**Exercise requirements**
Copy the stretch from the start of the items through the line containing "box: [789, 200, 929, 260]", reproducing each line without change. Leave the pictures out of your answer.

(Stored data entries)
──────────────────────────────

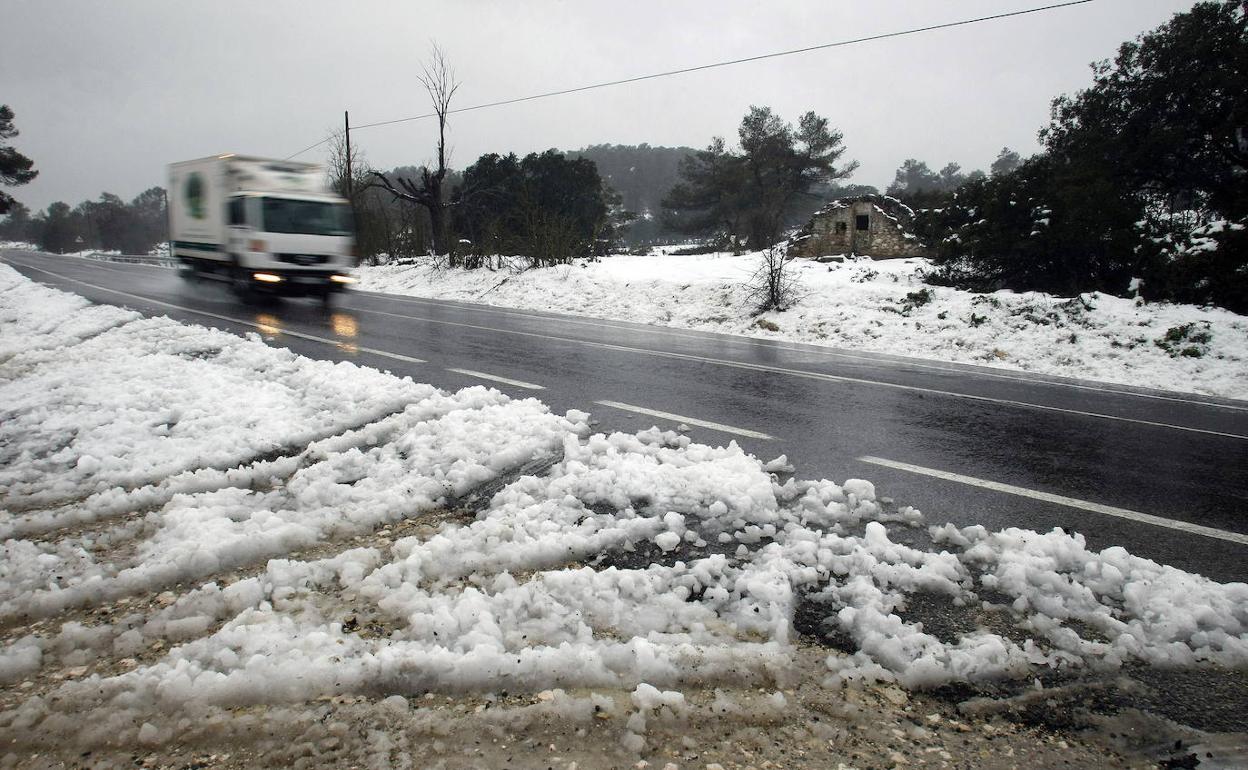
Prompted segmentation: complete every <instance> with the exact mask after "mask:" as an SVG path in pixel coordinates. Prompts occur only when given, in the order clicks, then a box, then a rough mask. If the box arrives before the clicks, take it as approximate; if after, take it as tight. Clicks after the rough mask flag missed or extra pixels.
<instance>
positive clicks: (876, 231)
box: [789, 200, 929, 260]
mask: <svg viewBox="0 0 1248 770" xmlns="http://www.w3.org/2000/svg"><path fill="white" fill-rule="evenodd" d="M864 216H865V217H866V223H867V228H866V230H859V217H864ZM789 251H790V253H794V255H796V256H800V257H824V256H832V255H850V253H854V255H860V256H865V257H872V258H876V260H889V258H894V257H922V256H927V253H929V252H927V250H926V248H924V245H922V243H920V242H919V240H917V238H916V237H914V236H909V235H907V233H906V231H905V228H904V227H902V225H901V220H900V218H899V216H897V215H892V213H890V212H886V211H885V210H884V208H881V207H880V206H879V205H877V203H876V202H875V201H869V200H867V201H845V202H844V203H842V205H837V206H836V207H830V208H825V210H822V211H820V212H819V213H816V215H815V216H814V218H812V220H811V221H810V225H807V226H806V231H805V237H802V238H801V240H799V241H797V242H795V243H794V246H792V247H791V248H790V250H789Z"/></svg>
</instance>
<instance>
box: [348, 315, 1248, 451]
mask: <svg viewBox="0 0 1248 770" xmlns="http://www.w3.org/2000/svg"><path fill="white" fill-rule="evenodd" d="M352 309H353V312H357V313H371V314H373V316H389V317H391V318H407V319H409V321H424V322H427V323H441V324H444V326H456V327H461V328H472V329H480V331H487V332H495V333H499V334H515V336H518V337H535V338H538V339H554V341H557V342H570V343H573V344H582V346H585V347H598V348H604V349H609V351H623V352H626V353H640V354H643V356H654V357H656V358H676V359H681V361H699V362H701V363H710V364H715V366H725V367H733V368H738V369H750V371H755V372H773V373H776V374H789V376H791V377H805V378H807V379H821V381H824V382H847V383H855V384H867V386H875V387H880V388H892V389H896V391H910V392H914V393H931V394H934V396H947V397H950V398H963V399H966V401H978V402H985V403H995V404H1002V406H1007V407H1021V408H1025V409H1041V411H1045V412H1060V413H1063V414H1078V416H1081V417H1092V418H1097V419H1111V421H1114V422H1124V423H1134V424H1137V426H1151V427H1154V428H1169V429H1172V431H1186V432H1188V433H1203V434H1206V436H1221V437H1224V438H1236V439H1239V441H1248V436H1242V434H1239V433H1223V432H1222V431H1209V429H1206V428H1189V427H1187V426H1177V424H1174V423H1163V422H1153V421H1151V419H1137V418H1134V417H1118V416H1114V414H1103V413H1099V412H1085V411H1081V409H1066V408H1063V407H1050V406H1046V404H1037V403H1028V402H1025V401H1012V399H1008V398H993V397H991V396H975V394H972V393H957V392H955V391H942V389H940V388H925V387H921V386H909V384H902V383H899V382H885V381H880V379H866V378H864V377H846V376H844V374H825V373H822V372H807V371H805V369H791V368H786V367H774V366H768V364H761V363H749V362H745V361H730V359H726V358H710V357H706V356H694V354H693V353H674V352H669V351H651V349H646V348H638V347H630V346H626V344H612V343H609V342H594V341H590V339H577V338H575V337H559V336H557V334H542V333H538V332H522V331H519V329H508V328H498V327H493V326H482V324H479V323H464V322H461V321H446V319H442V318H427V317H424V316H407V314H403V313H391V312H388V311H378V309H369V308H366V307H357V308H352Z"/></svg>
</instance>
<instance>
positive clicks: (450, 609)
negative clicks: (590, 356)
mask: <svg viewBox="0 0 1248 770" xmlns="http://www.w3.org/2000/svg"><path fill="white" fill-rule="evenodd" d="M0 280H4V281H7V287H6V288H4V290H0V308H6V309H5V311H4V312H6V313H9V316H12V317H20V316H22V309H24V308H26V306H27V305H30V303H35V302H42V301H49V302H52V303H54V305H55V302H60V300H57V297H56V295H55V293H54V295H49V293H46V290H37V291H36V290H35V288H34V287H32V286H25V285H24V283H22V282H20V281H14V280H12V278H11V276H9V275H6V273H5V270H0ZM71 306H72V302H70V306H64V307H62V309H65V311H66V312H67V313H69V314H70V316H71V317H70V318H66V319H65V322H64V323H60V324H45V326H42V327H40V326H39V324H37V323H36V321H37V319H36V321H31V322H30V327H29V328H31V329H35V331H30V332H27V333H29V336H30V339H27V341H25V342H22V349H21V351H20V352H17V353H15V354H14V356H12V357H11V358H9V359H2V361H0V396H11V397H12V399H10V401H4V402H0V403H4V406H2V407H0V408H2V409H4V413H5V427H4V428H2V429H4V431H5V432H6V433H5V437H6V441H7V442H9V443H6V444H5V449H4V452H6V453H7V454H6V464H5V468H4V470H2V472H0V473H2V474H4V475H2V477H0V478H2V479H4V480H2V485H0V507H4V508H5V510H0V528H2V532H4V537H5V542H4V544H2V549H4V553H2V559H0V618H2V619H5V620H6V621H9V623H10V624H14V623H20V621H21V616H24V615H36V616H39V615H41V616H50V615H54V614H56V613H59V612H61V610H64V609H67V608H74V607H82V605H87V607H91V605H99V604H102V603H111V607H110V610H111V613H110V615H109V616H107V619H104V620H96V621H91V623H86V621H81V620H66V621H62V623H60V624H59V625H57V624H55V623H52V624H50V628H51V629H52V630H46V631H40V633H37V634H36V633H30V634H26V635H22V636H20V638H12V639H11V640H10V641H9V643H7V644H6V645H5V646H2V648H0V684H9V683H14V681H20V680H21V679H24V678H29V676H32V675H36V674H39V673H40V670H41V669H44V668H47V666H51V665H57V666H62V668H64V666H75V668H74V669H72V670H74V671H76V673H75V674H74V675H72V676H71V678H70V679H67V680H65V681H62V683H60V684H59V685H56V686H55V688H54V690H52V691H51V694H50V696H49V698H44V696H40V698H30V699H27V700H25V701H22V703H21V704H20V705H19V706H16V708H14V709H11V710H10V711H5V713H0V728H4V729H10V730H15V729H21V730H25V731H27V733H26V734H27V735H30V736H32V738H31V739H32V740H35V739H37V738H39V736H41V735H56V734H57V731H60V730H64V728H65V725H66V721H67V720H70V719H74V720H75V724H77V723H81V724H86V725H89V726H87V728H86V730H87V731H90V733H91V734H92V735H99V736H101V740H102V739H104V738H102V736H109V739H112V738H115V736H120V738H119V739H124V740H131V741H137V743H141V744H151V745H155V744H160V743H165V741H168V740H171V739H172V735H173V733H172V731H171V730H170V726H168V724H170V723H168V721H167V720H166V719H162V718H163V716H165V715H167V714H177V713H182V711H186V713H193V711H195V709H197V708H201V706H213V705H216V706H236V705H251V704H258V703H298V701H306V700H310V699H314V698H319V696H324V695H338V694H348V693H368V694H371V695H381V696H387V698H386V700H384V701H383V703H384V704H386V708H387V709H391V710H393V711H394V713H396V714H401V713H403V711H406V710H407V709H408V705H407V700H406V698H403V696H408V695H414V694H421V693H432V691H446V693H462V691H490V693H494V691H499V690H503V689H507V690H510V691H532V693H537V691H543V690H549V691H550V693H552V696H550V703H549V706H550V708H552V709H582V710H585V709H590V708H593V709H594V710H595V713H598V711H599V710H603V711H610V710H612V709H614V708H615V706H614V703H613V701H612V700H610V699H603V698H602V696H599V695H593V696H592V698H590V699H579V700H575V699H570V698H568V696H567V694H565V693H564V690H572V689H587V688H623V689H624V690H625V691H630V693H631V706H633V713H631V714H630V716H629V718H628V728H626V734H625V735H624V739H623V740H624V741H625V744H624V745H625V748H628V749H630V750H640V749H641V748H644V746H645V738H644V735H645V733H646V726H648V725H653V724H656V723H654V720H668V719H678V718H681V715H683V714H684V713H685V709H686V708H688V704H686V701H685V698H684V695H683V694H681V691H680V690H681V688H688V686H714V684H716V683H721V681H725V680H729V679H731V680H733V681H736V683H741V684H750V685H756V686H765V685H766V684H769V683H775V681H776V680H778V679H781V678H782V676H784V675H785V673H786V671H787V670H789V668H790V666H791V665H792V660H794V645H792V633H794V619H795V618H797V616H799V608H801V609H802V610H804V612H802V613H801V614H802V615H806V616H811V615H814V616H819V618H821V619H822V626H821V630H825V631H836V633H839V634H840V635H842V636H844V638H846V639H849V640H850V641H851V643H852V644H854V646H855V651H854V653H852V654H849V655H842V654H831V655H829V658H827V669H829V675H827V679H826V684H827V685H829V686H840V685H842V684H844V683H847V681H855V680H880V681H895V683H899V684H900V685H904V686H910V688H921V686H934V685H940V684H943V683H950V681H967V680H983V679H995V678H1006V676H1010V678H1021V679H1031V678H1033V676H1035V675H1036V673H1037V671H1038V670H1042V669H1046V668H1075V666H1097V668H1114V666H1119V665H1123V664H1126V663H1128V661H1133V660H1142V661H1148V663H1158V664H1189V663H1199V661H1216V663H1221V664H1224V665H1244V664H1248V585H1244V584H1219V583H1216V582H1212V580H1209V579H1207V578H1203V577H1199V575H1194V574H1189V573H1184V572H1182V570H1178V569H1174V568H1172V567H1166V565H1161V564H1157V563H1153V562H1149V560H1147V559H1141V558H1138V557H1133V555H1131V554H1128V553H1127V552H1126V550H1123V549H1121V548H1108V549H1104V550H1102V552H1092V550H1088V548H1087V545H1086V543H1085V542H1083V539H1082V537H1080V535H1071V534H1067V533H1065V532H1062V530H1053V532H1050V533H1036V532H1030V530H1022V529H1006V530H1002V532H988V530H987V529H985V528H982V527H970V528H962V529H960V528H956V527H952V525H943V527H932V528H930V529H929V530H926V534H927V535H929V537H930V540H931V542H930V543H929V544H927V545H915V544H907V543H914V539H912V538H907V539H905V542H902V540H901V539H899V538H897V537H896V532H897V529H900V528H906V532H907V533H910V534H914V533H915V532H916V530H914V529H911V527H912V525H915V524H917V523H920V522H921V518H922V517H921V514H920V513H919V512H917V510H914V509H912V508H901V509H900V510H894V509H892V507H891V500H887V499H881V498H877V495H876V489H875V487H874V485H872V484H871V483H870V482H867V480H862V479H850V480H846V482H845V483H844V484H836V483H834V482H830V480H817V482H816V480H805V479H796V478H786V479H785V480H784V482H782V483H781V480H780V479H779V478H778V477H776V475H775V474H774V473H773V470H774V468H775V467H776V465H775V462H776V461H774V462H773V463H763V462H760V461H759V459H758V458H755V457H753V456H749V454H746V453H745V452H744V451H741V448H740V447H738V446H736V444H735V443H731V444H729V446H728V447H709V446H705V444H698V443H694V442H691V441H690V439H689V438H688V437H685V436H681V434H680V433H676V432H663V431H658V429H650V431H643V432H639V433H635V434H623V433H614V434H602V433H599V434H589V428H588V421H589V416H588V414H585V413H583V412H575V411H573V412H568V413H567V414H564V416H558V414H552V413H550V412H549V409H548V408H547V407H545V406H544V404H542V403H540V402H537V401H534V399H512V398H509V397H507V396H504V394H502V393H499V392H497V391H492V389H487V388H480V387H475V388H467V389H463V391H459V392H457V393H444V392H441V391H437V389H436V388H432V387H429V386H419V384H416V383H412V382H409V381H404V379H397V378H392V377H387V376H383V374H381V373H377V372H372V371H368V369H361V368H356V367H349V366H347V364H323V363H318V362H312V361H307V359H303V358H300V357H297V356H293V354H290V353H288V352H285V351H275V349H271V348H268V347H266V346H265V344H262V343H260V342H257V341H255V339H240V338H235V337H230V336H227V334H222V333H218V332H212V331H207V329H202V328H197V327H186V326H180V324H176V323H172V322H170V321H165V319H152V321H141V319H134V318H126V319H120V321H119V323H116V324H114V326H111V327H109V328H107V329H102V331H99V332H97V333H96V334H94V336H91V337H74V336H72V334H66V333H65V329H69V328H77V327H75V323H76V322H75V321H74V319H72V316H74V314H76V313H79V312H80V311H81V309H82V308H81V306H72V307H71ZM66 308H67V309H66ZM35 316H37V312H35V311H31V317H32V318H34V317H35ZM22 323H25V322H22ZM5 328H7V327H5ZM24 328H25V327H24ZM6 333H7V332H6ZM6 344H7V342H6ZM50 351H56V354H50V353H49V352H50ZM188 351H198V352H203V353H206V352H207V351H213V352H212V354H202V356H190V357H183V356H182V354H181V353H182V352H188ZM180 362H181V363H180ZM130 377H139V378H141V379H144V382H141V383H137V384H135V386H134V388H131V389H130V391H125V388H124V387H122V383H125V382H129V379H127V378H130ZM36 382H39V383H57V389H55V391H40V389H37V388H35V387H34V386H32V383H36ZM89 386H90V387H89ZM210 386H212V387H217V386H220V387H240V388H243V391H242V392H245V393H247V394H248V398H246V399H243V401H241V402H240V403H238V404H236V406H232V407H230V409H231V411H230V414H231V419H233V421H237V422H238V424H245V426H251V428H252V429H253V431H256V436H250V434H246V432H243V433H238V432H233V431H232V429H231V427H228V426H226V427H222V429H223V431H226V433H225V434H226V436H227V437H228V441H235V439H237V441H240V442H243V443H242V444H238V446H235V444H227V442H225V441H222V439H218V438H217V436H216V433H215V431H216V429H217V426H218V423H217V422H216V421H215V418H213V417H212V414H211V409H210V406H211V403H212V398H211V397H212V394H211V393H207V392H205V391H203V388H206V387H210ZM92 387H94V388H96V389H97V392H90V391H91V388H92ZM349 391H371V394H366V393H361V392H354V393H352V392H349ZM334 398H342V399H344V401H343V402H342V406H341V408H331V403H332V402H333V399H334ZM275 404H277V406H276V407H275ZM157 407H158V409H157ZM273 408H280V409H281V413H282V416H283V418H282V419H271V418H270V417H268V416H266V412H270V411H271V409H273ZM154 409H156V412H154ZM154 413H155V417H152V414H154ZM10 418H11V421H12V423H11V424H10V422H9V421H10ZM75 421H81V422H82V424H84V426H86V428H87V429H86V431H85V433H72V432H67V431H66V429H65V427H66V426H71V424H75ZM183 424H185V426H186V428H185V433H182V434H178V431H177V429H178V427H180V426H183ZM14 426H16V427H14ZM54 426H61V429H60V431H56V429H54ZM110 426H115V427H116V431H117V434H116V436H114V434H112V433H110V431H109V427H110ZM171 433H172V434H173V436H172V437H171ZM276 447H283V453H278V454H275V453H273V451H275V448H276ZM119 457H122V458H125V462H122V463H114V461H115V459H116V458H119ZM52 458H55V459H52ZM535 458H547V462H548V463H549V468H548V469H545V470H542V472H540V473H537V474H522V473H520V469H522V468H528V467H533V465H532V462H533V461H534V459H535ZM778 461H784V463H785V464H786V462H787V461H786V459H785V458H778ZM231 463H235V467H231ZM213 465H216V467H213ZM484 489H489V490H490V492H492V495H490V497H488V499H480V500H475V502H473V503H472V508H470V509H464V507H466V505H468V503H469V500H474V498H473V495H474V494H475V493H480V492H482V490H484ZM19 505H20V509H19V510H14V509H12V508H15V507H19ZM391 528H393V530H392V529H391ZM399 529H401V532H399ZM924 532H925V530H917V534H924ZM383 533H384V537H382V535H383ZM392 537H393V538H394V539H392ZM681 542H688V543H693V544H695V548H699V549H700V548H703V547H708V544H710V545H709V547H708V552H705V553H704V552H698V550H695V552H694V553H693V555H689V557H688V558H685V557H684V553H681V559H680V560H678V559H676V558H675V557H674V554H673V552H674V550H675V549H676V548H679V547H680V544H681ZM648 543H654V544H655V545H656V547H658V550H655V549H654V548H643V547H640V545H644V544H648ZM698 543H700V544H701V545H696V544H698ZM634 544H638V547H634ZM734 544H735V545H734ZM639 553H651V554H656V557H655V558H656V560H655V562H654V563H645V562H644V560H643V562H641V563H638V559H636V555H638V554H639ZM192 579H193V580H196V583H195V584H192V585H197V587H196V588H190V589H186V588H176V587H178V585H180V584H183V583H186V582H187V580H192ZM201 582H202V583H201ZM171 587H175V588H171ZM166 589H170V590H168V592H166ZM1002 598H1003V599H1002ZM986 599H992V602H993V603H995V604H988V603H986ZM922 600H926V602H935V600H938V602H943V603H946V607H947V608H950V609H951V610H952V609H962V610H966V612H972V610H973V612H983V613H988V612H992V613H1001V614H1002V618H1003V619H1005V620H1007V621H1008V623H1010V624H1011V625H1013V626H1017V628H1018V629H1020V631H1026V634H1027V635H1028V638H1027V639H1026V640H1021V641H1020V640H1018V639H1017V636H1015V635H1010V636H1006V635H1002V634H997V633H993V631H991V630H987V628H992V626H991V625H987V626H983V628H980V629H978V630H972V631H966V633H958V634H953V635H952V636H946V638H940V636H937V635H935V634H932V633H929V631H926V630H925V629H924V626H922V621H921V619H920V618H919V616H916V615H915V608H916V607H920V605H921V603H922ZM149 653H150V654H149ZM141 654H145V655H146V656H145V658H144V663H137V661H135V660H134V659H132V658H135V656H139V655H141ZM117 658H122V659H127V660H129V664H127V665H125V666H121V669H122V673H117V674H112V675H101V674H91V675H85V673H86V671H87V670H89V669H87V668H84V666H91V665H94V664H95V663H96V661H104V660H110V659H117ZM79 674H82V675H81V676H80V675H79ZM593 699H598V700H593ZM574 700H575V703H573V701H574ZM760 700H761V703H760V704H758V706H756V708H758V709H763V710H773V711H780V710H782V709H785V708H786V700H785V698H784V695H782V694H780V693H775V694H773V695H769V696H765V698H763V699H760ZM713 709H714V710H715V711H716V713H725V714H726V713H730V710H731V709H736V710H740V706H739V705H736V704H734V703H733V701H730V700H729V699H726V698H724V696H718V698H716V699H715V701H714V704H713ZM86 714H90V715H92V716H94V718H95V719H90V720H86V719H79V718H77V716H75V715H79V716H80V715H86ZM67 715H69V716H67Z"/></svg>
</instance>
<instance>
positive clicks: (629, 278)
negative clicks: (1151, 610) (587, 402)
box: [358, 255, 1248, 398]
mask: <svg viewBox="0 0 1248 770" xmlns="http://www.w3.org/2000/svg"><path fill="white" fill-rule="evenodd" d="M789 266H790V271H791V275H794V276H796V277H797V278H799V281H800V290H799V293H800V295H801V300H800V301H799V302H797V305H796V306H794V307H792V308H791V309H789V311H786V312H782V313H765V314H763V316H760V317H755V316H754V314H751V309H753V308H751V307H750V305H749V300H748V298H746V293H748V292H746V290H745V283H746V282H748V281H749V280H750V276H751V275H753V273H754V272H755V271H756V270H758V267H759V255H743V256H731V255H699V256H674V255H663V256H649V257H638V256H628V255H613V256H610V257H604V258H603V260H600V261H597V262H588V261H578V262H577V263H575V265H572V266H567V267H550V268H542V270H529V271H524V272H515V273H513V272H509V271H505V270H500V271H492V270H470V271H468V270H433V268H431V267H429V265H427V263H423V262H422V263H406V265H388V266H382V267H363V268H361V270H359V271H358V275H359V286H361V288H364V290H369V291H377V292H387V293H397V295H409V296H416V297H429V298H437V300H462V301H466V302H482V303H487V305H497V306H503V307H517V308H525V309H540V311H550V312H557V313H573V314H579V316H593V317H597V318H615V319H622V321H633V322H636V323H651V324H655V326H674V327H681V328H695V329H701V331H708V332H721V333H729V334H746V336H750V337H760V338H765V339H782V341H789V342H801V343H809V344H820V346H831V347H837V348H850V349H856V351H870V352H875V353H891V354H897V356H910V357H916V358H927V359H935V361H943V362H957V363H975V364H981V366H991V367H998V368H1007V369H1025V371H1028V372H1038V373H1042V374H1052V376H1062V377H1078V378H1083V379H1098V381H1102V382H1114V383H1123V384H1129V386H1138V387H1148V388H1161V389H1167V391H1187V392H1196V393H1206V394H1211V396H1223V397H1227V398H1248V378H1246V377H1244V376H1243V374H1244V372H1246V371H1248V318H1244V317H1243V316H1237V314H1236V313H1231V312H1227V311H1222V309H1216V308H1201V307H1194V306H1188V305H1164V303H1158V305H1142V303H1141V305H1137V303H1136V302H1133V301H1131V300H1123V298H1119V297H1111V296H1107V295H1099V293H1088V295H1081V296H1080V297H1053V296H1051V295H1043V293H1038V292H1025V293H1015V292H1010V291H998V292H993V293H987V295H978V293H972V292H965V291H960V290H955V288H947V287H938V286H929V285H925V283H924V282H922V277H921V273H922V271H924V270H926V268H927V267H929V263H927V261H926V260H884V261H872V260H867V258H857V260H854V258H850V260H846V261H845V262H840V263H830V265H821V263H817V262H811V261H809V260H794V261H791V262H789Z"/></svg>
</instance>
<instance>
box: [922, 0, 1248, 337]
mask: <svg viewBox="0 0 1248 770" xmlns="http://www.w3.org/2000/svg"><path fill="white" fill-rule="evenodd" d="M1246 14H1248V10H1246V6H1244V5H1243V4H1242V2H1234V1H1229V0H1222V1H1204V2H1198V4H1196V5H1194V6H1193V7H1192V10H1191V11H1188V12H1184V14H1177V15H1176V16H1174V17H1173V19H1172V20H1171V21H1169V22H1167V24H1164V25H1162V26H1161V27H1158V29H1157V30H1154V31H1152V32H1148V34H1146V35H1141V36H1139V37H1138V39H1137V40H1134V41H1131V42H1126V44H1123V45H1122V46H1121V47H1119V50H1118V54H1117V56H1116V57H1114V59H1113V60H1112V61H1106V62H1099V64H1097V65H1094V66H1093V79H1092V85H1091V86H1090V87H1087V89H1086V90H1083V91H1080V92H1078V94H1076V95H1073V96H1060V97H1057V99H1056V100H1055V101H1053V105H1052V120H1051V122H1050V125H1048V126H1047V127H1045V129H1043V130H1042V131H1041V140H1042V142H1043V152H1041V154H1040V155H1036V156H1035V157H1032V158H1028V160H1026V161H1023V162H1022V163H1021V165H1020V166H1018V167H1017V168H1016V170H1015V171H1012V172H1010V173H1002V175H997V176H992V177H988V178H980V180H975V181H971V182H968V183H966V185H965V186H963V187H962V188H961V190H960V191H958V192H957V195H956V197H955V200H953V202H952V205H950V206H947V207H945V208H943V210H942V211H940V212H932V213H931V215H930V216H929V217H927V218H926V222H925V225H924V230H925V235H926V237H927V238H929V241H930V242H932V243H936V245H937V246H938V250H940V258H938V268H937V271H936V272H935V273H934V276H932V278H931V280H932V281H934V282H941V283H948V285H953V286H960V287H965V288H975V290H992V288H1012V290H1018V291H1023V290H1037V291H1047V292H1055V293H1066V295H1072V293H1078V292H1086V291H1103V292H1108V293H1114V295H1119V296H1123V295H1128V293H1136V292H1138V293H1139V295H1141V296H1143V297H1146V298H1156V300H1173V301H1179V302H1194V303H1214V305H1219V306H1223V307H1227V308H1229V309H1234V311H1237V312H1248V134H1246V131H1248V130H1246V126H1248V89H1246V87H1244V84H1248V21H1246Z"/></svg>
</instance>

──────────────────────────────

**Written reply**
Prompted segmentation: complete every <instance> with the exact mask after "mask:" as an SVG path in pixel coordinates. Prompts occur only when given, in the order clicks, then a box, then a rough mask. If the box arrives before the clicks, take it as approximate; if after, take it as tight. Clicks after the rough mask flag missed or extra pixels.
<instance>
positive clicks: (876, 231)
box: [789, 200, 929, 260]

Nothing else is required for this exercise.